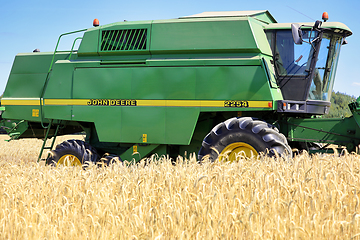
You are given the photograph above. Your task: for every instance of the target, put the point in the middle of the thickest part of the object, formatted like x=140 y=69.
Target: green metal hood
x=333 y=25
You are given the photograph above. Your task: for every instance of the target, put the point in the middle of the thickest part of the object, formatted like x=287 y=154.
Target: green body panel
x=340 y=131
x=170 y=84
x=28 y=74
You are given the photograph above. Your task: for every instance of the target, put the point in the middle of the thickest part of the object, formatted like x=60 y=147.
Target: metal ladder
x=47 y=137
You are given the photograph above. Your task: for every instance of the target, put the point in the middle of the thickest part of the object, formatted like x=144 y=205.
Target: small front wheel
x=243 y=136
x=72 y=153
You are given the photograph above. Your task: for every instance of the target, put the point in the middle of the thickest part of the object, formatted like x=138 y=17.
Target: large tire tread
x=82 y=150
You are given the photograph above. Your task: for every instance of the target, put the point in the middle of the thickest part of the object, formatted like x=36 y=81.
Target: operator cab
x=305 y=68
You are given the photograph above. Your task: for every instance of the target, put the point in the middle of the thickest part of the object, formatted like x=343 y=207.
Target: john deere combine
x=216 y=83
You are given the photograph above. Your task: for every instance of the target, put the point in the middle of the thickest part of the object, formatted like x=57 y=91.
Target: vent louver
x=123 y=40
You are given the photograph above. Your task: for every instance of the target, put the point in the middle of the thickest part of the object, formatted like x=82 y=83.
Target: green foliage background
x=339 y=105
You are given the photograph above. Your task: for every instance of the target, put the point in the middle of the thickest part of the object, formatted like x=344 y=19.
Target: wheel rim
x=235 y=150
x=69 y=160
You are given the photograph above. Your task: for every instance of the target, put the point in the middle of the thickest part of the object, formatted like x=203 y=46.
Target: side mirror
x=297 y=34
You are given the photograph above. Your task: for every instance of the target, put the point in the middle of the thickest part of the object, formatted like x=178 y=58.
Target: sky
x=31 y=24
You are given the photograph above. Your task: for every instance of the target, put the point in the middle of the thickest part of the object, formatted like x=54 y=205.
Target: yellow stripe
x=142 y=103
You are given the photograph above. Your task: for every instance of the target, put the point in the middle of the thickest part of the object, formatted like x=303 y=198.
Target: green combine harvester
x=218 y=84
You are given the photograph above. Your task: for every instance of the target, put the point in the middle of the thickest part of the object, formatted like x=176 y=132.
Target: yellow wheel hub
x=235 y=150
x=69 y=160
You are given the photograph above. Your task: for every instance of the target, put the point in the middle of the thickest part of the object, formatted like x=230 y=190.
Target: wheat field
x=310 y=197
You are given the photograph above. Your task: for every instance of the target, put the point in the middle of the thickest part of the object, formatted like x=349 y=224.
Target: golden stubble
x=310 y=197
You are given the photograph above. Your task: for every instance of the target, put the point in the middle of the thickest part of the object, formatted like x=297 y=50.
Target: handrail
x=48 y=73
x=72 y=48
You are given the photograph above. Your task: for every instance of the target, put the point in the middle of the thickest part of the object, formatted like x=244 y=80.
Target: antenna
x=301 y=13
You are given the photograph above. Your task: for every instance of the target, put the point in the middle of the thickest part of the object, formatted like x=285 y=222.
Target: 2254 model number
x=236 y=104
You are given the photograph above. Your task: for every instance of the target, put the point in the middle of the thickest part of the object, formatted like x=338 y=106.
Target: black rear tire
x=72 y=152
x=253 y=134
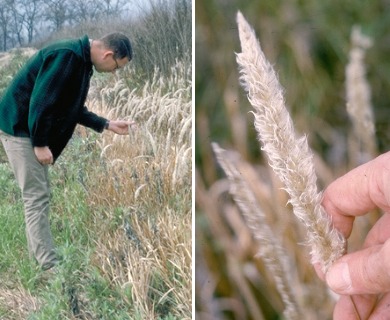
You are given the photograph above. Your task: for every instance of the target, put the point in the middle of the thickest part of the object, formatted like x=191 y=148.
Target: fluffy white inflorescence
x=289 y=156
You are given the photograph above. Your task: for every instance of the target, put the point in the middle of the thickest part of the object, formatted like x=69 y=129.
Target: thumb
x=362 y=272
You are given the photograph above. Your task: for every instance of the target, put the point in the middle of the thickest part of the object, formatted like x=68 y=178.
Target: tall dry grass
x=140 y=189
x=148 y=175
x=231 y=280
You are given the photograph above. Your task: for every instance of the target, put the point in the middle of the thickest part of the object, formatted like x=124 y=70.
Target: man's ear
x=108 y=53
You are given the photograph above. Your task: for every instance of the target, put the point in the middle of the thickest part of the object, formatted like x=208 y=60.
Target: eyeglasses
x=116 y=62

○ ○ ○

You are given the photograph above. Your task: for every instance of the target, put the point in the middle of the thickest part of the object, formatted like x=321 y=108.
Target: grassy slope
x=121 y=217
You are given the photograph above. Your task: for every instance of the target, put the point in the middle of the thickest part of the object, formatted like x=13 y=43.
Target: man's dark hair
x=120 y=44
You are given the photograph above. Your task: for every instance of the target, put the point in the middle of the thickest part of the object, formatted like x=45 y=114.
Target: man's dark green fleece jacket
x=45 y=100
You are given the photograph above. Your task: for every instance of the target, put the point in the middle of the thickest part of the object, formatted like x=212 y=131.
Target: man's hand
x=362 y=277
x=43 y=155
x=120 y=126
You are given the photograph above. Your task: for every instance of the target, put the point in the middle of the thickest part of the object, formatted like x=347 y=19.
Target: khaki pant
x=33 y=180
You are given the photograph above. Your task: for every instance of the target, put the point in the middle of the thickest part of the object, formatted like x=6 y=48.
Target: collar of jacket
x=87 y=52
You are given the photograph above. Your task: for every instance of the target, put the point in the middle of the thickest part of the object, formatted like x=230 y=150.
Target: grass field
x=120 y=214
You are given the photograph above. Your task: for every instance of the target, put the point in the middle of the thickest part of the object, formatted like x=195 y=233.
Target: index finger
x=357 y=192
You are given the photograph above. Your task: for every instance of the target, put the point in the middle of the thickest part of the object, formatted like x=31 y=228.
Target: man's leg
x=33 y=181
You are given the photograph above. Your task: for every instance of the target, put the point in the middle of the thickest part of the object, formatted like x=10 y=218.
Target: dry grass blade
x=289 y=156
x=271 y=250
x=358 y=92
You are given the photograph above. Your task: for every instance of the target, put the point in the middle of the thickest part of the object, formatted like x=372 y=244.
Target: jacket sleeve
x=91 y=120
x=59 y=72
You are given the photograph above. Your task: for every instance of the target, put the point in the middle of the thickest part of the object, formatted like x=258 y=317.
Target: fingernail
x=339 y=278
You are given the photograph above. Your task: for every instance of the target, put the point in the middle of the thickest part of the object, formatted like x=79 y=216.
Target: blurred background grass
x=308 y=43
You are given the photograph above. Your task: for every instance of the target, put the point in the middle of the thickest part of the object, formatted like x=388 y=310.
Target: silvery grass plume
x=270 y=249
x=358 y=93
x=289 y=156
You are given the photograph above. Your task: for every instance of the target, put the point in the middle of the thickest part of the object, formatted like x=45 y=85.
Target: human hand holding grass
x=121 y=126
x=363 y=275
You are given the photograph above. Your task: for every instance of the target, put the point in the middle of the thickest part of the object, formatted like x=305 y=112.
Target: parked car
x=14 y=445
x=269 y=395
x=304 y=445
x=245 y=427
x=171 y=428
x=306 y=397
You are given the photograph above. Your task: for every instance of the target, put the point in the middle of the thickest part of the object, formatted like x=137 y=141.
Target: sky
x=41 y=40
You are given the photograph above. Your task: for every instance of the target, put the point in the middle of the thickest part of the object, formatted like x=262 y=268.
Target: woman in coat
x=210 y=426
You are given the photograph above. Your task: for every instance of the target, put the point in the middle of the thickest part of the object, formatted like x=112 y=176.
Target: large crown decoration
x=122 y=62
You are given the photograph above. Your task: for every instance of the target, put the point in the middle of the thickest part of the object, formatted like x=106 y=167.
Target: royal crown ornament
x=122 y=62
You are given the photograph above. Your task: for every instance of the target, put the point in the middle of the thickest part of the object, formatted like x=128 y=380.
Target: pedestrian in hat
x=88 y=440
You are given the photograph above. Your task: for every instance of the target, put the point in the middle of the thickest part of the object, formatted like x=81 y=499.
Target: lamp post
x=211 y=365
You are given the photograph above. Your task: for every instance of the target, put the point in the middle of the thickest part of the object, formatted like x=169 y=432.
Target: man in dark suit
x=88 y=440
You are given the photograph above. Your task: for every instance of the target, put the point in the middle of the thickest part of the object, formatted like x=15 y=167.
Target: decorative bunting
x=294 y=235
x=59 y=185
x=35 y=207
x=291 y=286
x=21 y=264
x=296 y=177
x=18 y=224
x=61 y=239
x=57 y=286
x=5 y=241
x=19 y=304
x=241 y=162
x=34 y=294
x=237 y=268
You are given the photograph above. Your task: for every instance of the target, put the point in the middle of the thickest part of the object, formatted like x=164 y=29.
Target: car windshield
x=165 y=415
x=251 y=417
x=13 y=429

○ ○ ○

* **Work instruction**
Return only the part of the records above that opens with the line containing "like x=262 y=268." and closes with the line containing "like x=15 y=167.", ends included.

* **Response below**
You are given the photograph above. Your task: for every instance of the target, put the point in the middle of the thickest part of the object, formatted like x=262 y=268.
Target: woman in coat
x=210 y=426
You are given the photograph above. Your task: for every instance of the target, put the point in the middle of the thickest part of the object, formatted like x=112 y=176.
Target: large crown decoration
x=122 y=62
You are given the photograph above. Your task: for every instance of the target, put the point in the middle of the thickest part of the object, formatted like x=106 y=167.
Target: royal crown ornament
x=122 y=62
You are given the photograph above. Your task: for every instance of the target, put the point in the middle of the thickest part of the object, formatted like x=128 y=380.
Target: pedestrian in hat
x=88 y=440
You are given the photograph above. Your task: for every instance of the target, put the point in the middle of the thickest part of the object, formatted like x=81 y=499.
Target: lamp post
x=211 y=365
You are given the photograph above. Your task: for every instance of the target, put the point in the middle of the thickest part of the object, formatted like x=169 y=432.
Target: man in dark suit
x=88 y=440
You are given the photograph above. Your task: for every instance of the target, put the point in the middle of the thickest part of the object, formatted like x=15 y=167.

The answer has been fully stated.